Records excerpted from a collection
--------
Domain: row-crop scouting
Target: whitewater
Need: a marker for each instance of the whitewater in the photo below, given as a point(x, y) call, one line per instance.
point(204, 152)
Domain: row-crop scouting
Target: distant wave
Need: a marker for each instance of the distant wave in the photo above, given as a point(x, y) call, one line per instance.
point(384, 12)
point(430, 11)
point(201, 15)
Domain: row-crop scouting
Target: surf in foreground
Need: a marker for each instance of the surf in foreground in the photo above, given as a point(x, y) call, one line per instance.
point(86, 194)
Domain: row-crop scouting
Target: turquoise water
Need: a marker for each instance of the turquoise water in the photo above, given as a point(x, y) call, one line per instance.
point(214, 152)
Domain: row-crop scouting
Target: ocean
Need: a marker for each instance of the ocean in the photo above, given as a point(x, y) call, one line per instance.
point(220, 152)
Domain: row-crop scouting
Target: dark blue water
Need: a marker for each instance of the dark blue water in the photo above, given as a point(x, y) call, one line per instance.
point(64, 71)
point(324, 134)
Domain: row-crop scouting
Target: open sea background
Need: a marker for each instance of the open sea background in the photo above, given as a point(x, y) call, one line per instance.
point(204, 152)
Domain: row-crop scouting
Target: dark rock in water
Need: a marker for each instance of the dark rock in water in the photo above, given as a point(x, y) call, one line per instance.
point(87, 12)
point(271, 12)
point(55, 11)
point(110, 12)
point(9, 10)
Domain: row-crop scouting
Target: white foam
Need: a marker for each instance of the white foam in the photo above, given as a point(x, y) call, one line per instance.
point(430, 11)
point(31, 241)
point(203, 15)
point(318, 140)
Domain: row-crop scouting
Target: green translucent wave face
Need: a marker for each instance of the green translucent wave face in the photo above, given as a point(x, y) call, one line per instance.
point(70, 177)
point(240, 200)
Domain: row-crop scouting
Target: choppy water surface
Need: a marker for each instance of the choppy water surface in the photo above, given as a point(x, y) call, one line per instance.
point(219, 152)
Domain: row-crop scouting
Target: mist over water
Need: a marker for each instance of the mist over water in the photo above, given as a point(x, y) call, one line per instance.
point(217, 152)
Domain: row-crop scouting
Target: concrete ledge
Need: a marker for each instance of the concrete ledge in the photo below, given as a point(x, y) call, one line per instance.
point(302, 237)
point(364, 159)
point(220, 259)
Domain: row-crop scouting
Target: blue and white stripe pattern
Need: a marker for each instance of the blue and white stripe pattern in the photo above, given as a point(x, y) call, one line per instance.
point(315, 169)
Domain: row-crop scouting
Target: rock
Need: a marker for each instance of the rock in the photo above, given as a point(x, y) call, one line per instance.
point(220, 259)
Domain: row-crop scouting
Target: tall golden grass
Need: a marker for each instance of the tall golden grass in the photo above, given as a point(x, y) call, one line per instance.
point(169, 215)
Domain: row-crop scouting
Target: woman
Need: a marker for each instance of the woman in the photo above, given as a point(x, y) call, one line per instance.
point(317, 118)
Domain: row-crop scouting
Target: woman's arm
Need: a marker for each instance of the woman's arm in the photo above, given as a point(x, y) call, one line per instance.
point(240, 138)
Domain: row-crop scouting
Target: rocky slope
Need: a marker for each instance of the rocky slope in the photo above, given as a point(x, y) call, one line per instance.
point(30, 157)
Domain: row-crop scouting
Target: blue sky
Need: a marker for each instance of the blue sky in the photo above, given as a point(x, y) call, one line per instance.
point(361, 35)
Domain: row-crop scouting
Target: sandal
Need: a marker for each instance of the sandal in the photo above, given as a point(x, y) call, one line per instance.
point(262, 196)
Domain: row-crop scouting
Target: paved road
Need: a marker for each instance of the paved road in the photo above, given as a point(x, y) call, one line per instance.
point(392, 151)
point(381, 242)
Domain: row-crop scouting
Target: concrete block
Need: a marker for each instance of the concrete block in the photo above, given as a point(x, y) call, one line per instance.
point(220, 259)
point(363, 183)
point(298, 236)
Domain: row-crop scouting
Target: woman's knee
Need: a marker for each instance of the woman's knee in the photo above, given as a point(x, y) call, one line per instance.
--------
Would you please repeat all the entries exactly as written?

Domain: row-crop scouting
Target: whitewater
Need: a marker for each instance of the whitewater in the photo below, given as a point(x, y) call, one line per instance.
point(204, 152)
Domain: row-crop scouting
Target: distant wave
Need: a marker for each instance of the distant wave in the photo above, given as a point(x, y) call, one line per instance.
point(384, 12)
point(430, 11)
point(201, 15)
Domain: row-crop scouting
Target: surf in foreground
Need: a marker for each instance of the surf in foreground in the photo above, given as a point(x, y) call, one line per instance.
point(86, 194)
Domain: row-crop scouting
Target: turquoise water
Need: a marker for each instance of the turquoise water in the photo above, given as a point(x, y) call, one line per instance.
point(214, 152)
Domain: row-crop scouting
Target: ocean
Need: a marker for each instance of the ocean in the photo above, given as a point(x, y) call, one line per instance.
point(220, 152)
Domain: row-crop scouting
Target: dark blue water
Need: a marker for each instance of the dark blue water in the photo above, given as a point(x, y) call, one line per instance.
point(64, 71)
point(324, 134)
Domain: row-crop scouting
Target: open sea background
Need: a marker for each instance of the open sea background in the photo above, given as a point(x, y) call, one line per instance.
point(204, 152)
Domain: row-crop scouting
Target: dark rock in water
Need: a marker for each instance of the dark rock in water in the photo above, given as a point(x, y) call, one line per instance.
point(87, 12)
point(271, 12)
point(55, 11)
point(110, 12)
point(9, 10)
Domain: row-crop scouting
Target: white foam
Need: a marker for each instance of the white foam in the photo above, given as a point(x, y) call, one line per instance.
point(430, 11)
point(31, 241)
point(203, 15)
point(318, 140)
Domain: row-crop scouting
Target: green translucent wave face
Need: a marker for each instance of the green translucent wave face in the photo above, given as a point(x, y) call, one line per instance.
point(70, 177)
point(240, 200)
Domain: row-crop scouting
Target: choppy water surface
Need: a marker for each instance of the choppy water surface in the photo above, given as a point(x, y) call, one line per instance.
point(219, 152)
Domain: row-crop scouting
Target: mist over water
Need: a marker for each instance of the mist over water in the photo above, given as a point(x, y) call, one line per instance.
point(217, 152)
Domain: row-crop scouting
Target: concrete ledge
Need: a marker for each instance of the concrete ledge in the photo below, given as a point(x, y) call, one line per instance.
point(302, 237)
point(364, 159)
point(220, 259)
Domain: row-crop scouting
Target: blue and white stripe pattern
Need: a marker for each instance of the blue and white stripe pattern in the photo above, given as a point(x, y) call, one line per instance.
point(315, 169)
Domain: row-crop scouting
Target: rock
Need: a marker for each instance of the rock in the photo above, given as a point(x, y) call, one line per instance.
point(220, 259)
Domain: row-crop scouting
Target: tall golden grass
Need: a marker for each instance of the tall golden grass in the photo above, given as a point(x, y) call, one line per instance.
point(169, 215)
Domain: row-crop scouting
Target: woman
Need: a marker for each instance of the woman in the photo above, given as a point(x, y) call, one line per instance.
point(317, 118)
Domain: row-crop scouting
Target: woman's arm
Need: a marker for each instance of the woman's arm in the photo above, given as a point(x, y) call, one line per instance.
point(240, 138)
Domain: row-crop scouting
Target: rocky slope
Need: a marker for each instance of the rocky slope in the photo above, given as a point(x, y) call, one line per instance.
point(30, 157)
Domain: row-crop scouting
Target: blue sky
Need: a marker for each instance of the blue sky in the photo above, given as a point(x, y) call, one line per instance.
point(361, 35)
Domain: row-crop scouting
Target: sandal
Need: a marker for each instance of the sandal in the photo above, given as a point(x, y) call, one line per instance.
point(262, 196)
Domain: row-crop scouting
Target: paved road
Need: a marker for each instance of the paved road in the photo above, given as a point(x, y) call, one line per instance.
point(392, 151)
point(381, 242)
Domain: row-crop scouting
Target: concrete block
Need: a marker for each instance of the concrete block in the photo above, given as a point(x, y) call, one line per instance.
point(220, 259)
point(363, 183)
point(298, 236)
Domain: row-crop scouting
Target: woman's knee
Need: a marker for each instance of the woman's knee in the photo above, given as a point(x, y) call, one line per instance.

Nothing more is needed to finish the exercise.